[BEGIN DATA SECTION]

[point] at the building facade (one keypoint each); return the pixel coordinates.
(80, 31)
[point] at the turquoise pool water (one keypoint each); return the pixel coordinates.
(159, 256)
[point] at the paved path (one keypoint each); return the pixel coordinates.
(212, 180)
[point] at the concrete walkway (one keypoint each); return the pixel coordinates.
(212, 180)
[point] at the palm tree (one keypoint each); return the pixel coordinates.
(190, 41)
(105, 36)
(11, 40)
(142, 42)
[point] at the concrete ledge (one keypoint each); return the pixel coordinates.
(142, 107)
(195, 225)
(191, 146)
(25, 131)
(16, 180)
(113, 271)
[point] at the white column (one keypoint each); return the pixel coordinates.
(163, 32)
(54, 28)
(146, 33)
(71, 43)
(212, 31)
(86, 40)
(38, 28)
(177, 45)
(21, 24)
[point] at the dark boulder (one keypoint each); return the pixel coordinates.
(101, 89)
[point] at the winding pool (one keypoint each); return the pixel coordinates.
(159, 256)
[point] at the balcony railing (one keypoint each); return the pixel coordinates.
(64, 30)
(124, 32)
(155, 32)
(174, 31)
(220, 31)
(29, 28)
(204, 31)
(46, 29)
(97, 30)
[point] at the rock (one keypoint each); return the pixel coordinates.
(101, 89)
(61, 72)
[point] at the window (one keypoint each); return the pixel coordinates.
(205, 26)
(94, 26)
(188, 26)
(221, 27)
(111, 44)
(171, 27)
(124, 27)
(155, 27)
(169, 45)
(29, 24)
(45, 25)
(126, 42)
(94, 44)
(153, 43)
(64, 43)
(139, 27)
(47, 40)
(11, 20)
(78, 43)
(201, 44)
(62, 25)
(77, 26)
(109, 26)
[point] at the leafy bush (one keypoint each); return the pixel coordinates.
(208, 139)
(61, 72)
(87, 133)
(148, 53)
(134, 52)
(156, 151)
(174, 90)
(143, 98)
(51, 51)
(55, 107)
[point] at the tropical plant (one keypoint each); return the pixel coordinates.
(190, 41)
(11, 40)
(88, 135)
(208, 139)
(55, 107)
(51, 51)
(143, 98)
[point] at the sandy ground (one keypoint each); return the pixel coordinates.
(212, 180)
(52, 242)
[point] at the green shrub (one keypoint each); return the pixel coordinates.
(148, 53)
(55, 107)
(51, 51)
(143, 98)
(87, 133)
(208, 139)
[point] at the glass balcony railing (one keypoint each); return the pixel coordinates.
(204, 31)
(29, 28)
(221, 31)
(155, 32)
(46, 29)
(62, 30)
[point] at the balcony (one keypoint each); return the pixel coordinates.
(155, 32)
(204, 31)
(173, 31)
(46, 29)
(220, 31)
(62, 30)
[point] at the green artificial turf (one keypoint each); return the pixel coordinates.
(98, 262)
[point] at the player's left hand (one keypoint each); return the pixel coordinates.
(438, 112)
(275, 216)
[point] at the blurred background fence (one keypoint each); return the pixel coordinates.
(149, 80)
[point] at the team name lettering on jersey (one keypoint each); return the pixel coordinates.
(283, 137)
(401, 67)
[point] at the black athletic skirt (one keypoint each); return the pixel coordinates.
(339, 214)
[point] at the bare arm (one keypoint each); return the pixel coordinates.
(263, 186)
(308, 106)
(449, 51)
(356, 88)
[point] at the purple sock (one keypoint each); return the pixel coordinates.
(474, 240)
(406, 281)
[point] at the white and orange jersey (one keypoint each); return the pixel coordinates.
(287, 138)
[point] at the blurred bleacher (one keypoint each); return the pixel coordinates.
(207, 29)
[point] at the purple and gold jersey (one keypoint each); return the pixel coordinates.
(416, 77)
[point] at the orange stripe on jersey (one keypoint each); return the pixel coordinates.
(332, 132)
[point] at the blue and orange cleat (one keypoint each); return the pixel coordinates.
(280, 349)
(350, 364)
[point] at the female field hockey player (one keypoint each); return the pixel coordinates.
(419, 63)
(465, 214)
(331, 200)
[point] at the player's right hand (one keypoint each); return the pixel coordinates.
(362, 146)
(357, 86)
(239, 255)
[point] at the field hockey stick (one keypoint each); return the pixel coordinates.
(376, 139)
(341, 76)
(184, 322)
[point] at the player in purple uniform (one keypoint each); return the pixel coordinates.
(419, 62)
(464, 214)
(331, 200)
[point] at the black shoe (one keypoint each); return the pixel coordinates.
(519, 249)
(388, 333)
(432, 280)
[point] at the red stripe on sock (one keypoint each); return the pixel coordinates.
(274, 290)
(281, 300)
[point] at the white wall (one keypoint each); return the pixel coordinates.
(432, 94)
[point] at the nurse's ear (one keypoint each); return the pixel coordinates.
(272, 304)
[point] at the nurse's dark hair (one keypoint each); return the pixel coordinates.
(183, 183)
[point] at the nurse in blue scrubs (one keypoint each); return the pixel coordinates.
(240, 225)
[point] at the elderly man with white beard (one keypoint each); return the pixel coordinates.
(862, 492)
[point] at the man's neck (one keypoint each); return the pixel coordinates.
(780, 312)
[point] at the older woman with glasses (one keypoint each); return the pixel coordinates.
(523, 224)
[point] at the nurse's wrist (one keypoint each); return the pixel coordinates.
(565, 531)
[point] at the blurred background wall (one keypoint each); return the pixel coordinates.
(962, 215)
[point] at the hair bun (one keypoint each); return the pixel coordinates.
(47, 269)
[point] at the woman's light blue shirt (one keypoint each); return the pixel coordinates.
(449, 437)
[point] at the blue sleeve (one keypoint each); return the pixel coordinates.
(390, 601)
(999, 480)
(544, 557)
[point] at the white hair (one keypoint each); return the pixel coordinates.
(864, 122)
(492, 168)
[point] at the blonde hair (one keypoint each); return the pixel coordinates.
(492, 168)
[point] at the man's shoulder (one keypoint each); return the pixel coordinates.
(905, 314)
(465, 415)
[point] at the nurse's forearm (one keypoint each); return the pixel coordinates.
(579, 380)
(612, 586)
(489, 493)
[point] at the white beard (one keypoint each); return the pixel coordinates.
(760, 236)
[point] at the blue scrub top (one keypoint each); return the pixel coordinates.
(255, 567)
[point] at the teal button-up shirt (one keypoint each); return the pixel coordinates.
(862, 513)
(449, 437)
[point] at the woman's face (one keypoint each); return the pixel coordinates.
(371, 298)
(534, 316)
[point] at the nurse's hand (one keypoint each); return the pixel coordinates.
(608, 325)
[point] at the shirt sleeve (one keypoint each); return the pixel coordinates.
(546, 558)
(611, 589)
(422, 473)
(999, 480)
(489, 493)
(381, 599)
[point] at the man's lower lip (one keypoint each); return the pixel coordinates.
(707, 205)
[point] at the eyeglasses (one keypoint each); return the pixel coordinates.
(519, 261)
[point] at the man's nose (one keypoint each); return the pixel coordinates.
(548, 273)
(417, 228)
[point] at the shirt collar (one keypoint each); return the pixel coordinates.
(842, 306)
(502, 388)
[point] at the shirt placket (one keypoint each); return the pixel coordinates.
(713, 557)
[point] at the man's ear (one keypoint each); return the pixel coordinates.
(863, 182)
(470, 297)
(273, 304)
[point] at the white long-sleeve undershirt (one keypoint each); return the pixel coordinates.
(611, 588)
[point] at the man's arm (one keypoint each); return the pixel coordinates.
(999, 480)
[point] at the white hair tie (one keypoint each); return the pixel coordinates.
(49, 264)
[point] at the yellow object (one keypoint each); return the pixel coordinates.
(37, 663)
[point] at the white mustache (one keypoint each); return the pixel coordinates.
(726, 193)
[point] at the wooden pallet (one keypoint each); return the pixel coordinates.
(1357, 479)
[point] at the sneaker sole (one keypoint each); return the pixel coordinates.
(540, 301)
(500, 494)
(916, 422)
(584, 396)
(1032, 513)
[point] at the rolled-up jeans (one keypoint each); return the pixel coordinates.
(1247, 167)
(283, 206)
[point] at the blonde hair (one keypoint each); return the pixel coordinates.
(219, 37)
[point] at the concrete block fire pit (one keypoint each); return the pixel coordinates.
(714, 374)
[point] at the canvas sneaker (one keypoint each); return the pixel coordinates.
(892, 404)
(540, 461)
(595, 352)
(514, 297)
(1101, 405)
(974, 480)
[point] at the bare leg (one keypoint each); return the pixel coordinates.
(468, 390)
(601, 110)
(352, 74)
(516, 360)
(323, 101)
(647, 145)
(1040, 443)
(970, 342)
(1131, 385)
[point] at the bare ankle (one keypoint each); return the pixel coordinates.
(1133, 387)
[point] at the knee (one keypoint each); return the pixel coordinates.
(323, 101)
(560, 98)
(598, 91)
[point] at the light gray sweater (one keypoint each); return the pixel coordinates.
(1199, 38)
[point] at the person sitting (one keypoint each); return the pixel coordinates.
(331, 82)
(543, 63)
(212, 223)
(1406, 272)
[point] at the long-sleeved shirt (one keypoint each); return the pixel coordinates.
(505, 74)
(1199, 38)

[END DATA SECTION]

• **TASK GOAL**:
Quote only the lines from the one containing "[point] at the sneaker" through the final line of the records, with both ends included.

• **WRITTEN SOLUTION**:
[point] at the sneaker sole (one keypoint each); return the pixel coordinates.
(540, 301)
(500, 494)
(916, 422)
(584, 396)
(1032, 513)
[point] at the rolled-up jeans (one keypoint each); return the pixel coordinates.
(1247, 167)
(283, 206)
[point] at the blonde hair (one keypoint each); return the pixel coordinates.
(219, 37)
[point] at the concrete block fire pit (one keypoint each); return the pixel coordinates.
(714, 374)
[point] at the canvas sneaker (one keypoint each); return the pixel coordinates.
(892, 404)
(540, 461)
(595, 352)
(514, 297)
(1101, 405)
(974, 480)
[point] at the bare leg (one keypoint each); return the pixel coordinates.
(468, 390)
(601, 110)
(352, 74)
(516, 360)
(323, 101)
(647, 145)
(1040, 443)
(970, 342)
(1131, 385)
[point] at the bare ankle (one keypoint each); return the pixel coordinates.
(1133, 387)
[point] at the knee (one keypoint each); return the pixel coordinates.
(323, 101)
(560, 98)
(598, 91)
[point] at the light gray sweater (one keypoint each); return the pixel coordinates.
(1199, 38)
[point] at the person sitting (one keypoint each); return the pixel coordinates.
(331, 82)
(543, 63)
(212, 223)
(1406, 272)
[point] at the long-sleeved shirt (one keypoint each); return the pixel coordinates.
(505, 74)
(1199, 38)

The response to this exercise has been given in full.